** Exercises to complete **
1. Print the civic engagement passage word for word, everything from "Our University of" down to "talk to classes.".
2. Write what comes next in the text on the University of Minnesota forum about civic engagement and graduate education, picking up right after its last sentence.

Our University of Minnesota forum on "Civic Engagement and Graduate Education", a warm-up for next week's Wingspread conference had a lot of thoughtful discussion. Among the ideas put forward about how to integrate public engagement into graduate student and faculty life:


  • Create a Community Scholars program to recognize and support the substantial work we ask of community partners. Have funds available to give honoraria to community partners who come in and talk to classes.

  • Expand the research ethics/‘best practices in research’ training required of all graduate students to address public engagement. Develop and disseminate a code of ethics and case studies in research ethics that are related to public engagement.

  • Provide graduate students opportunities for guided reflection with faculty and community members, which could help them remember why they were in graduate school—thus preventing the passion from getting socialized out of them, as often happens now.

** Extracted entries **
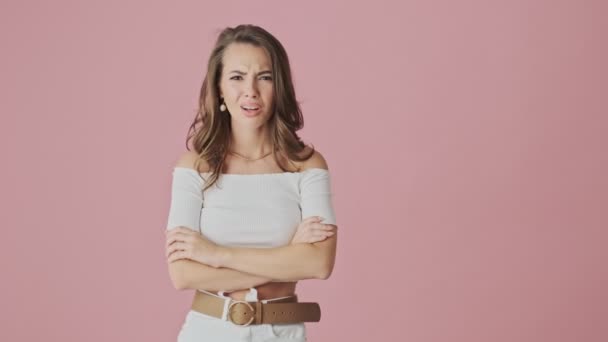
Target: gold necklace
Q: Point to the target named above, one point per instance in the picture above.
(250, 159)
* * *
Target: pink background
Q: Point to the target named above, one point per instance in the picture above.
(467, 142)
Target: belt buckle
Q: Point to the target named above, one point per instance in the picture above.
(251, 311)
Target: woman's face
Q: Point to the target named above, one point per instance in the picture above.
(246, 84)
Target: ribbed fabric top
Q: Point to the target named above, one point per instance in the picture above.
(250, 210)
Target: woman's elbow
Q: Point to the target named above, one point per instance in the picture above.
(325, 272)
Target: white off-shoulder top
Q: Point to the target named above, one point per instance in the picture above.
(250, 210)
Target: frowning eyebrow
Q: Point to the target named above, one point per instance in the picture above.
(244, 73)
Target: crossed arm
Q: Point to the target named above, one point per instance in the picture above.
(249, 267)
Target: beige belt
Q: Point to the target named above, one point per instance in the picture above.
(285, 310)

** Expected results **
1.
Our University of Minnesota forum on "Civic Engagement and Graduate Education", a warm-up for next week's Wingspread conference had a lot of thoughtful discussion. Among the ideas put forward about how to integrate public engagement into graduate student and faculty life:


  • Create a Community Scholars program to recognize and support the substantial work we ask of community partners. Have funds available to give honoraria to community partners who come in and talk to classes.

2.
  • Develop a graduate-level minor or a post-baccalaureate certificate (which would have the advantage of being open to community members) focused on public engagement. There is already the Community Engagement Scholars Program for undergraduates.

  • Create partnerships within different communities that rest on trusting relationships and offer researchers, including graduate students, a foundation for engaged work that doesn’t require them to develop new relationships on their own.

  • Gather individuals interested in engagement as a teaching and learning strategy into an intellectual community.

Comments

I am delighted to see this discussion underway at Minnesota. There is a lot of energy around change in graduate education. Here are some of the programs the are making a mark in the arts and humanities.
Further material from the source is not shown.